▸ **What to do**:
Starting with the line containing "I would be grateful if you could indicate the deer's head" and going on through the end of the listing, copy the lines again with "deer's" replaced by "stag's" and all else unchanged. Leave the pictures out of your answer.

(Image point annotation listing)
********
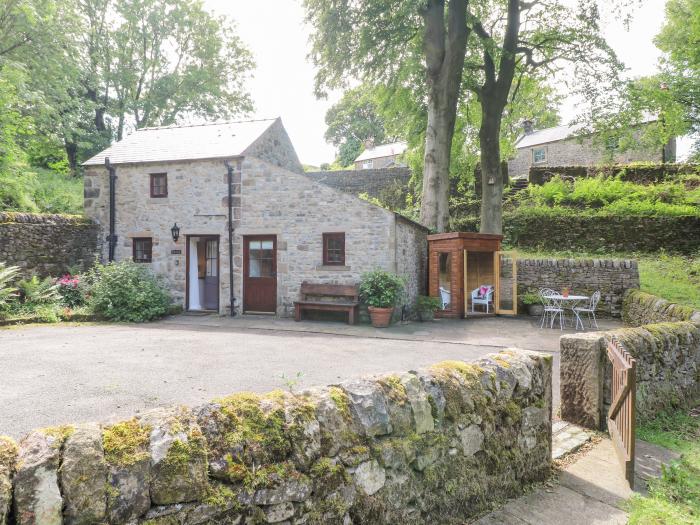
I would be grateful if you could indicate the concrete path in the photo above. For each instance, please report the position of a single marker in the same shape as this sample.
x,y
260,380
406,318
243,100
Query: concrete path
x,y
588,492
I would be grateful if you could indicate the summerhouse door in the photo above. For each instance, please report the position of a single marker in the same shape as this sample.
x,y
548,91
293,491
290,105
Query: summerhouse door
x,y
506,299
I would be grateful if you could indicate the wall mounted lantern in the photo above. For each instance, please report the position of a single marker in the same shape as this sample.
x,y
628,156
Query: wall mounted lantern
x,y
175,230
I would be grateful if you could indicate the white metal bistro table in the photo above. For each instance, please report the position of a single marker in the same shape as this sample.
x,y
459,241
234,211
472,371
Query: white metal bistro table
x,y
571,301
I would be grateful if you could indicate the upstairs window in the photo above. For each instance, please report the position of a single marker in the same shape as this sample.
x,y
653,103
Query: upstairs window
x,y
539,155
143,249
334,249
159,185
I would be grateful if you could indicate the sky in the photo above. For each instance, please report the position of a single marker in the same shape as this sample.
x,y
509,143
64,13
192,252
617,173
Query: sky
x,y
275,32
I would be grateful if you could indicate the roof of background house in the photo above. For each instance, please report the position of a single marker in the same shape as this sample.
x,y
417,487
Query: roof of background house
x,y
383,150
544,136
192,142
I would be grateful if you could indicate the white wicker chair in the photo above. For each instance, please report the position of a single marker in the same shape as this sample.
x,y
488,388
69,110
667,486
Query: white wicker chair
x,y
484,300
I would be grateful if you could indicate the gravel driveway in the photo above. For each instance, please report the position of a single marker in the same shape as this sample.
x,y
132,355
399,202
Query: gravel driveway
x,y
66,373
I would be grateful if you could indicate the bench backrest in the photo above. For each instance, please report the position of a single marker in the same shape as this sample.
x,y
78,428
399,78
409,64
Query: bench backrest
x,y
330,290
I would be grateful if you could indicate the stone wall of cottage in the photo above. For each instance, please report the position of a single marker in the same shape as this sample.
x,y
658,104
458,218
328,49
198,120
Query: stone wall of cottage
x,y
583,277
388,184
667,374
196,201
267,199
47,245
412,258
578,152
432,446
298,211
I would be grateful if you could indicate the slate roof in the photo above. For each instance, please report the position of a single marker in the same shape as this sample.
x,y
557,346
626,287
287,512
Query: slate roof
x,y
383,150
175,143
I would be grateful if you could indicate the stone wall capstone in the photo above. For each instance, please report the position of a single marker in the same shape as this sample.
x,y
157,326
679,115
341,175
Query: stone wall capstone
x,y
47,245
639,308
583,276
432,446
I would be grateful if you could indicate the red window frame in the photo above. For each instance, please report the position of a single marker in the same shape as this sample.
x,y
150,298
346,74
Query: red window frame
x,y
159,191
327,259
145,245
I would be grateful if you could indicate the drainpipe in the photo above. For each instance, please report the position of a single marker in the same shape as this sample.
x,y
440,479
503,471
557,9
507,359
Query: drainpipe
x,y
112,237
232,299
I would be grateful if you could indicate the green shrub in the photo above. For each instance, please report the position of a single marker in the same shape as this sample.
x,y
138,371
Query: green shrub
x,y
7,290
426,303
127,291
381,289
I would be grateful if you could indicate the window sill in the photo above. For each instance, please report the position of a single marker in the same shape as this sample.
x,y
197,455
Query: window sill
x,y
332,268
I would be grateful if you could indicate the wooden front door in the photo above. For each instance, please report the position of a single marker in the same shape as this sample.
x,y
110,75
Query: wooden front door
x,y
211,273
260,273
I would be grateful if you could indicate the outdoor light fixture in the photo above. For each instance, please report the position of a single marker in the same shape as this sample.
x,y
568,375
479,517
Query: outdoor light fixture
x,y
175,230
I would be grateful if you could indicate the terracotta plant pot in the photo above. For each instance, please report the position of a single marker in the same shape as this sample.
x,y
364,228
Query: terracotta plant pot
x,y
426,315
381,317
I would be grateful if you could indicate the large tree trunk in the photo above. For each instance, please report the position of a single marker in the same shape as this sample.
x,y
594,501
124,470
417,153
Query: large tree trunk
x,y
444,56
491,176
436,172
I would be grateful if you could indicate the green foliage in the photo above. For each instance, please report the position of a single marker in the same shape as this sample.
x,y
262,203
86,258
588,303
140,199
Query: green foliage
x,y
127,291
40,191
426,303
7,277
610,195
381,289
675,497
352,121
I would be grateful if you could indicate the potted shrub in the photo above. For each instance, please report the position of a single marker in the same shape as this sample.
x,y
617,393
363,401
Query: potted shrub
x,y
380,290
426,306
533,303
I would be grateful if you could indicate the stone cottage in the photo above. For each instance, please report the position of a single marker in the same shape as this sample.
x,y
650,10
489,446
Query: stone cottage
x,y
170,210
563,146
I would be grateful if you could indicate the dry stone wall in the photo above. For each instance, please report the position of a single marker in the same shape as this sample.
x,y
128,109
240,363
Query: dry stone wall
x,y
47,245
432,446
668,371
641,308
583,277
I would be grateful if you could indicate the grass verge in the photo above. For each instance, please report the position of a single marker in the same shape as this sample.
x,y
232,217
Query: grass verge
x,y
675,497
673,277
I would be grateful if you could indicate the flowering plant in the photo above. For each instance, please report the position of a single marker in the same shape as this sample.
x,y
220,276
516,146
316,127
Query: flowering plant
x,y
69,287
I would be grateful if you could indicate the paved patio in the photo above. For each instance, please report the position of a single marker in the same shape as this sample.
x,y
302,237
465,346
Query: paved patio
x,y
69,373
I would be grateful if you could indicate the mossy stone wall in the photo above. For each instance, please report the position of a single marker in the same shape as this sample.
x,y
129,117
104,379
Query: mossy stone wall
x,y
434,446
47,245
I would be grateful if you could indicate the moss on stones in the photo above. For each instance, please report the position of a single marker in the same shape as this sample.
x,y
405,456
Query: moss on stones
x,y
126,443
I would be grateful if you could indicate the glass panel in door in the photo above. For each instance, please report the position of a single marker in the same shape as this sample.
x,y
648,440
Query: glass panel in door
x,y
506,283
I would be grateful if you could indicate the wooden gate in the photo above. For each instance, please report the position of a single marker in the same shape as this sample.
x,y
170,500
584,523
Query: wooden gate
x,y
621,416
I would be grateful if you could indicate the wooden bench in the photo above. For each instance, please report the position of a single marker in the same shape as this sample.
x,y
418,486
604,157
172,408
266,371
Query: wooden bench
x,y
348,292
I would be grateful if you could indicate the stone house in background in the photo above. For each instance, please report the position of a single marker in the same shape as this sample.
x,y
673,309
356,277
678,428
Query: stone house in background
x,y
382,156
287,228
560,146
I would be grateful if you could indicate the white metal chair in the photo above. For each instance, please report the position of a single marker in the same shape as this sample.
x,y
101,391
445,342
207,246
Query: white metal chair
x,y
445,297
552,308
486,299
589,310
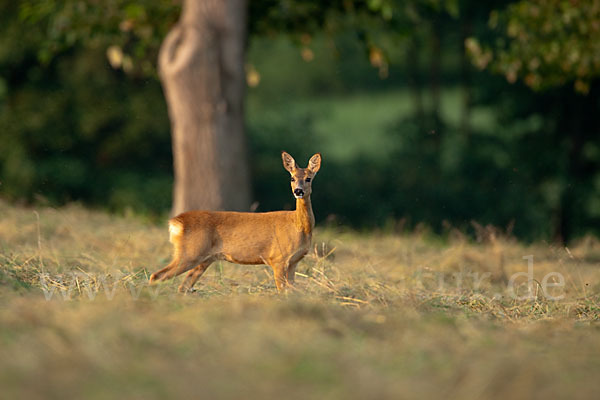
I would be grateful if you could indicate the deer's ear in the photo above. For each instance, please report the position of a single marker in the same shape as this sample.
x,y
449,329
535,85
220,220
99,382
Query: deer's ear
x,y
288,162
314,164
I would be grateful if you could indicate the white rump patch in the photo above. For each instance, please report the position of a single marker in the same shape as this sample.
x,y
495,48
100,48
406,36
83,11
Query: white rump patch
x,y
175,229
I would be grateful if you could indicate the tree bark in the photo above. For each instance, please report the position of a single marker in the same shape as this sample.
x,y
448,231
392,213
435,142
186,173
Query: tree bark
x,y
201,66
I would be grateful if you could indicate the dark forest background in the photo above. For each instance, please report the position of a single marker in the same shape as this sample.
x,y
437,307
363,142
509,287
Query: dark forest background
x,y
438,113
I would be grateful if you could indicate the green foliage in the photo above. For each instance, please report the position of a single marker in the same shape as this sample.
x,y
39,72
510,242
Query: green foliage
x,y
383,85
547,43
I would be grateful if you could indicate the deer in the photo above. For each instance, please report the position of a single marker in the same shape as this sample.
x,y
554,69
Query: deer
x,y
279,239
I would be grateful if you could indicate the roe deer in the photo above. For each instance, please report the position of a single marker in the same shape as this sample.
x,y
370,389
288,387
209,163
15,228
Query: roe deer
x,y
279,238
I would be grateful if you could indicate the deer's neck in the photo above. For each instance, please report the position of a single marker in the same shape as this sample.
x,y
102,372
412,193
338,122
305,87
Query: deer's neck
x,y
305,219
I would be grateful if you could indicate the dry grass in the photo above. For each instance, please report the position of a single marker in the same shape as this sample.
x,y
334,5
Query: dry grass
x,y
374,316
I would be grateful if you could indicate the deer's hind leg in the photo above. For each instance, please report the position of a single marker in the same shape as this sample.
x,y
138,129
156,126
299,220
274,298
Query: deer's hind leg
x,y
192,277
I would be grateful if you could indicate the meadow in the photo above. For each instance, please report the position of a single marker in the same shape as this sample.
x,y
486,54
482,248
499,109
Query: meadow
x,y
373,315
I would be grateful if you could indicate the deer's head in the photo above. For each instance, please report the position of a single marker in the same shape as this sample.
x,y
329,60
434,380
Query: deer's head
x,y
301,177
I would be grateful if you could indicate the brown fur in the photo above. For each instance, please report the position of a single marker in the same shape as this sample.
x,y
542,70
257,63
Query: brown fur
x,y
279,239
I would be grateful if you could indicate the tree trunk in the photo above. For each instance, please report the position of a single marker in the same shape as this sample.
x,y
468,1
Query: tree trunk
x,y
201,65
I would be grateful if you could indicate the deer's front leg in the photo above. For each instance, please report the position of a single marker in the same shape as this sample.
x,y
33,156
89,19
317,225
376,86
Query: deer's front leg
x,y
280,275
291,273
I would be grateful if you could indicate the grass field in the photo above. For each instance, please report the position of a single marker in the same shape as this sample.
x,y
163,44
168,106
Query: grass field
x,y
373,316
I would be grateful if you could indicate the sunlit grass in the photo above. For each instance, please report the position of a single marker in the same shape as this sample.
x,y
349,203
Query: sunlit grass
x,y
373,316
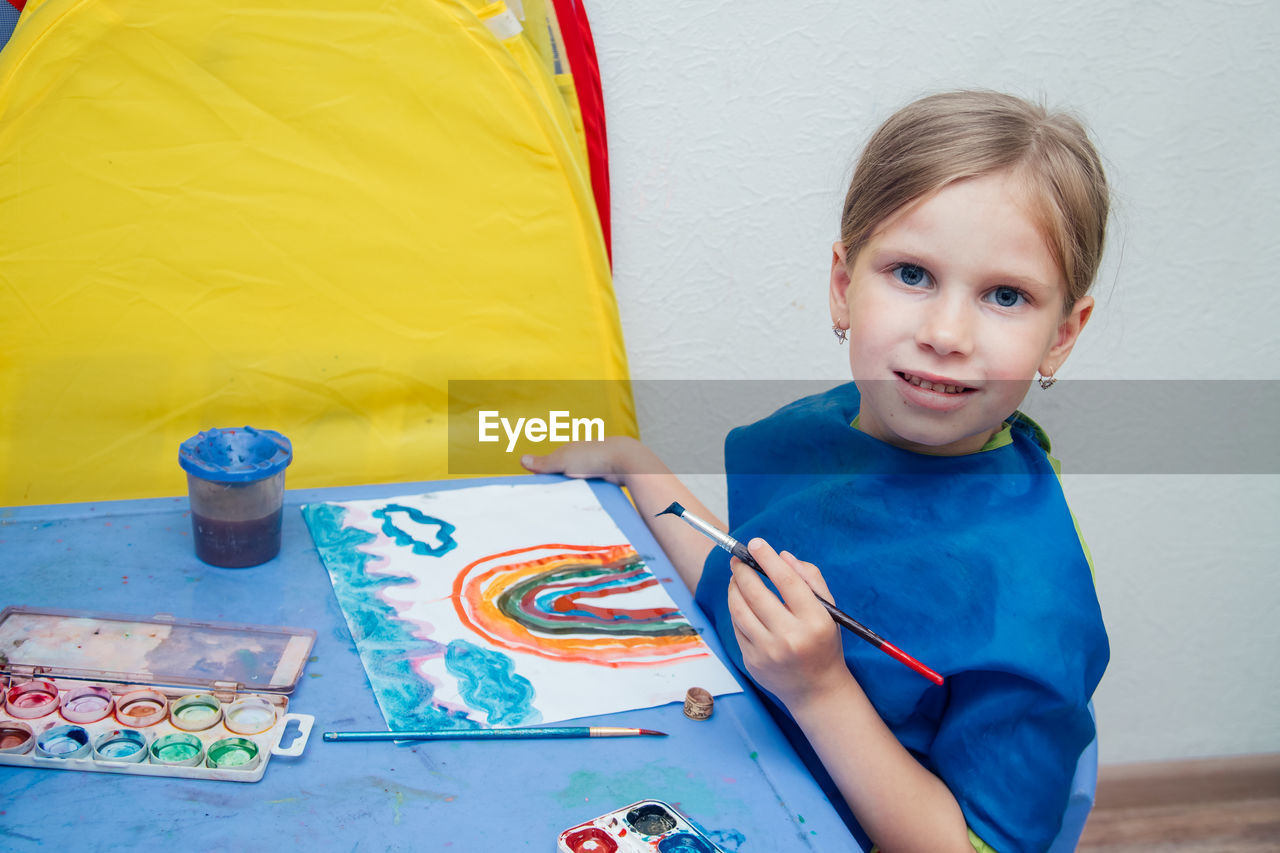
********
▸ **Problem solution**:
I would be grateful if you could indicate the stag's head in the photo above. For each instance, please report the position of a single marker in the same shape as this sample.
x,y
329,60
434,380
Query: stag's head
x,y
301,177
I would be grateful if you could indicate the brown fur in the photo above. For each instance, please report the position of a single marker in the same shape as this sample.
x,y
542,70
257,63
Query: brown fur
x,y
279,239
I would be grateful if you could indicate the tree trunk in the photo above. For each instance, please report the position of a single marker in the same shape as this sample.
x,y
468,1
Query: tree trunk
x,y
201,65
I would be grateful if you could indicate the stag's front leg in the photo above. For each instance, please report the position of a single marker in the same shape as this sample.
x,y
33,156
89,19
317,225
376,86
Query: stag's front leg
x,y
280,275
291,273
I would be grateful if you could indicate the grass field in the photo above. For each instance, please report the position of a single marker in the same shape as this sample.
x,y
163,44
168,106
Query: grass field
x,y
373,316
I would be grateful if you could indicate the sunlit grass in the photo above. For each instance, please report the position of a single marker in the same shape as this sample.
x,y
349,203
Query: sunlit grass
x,y
373,316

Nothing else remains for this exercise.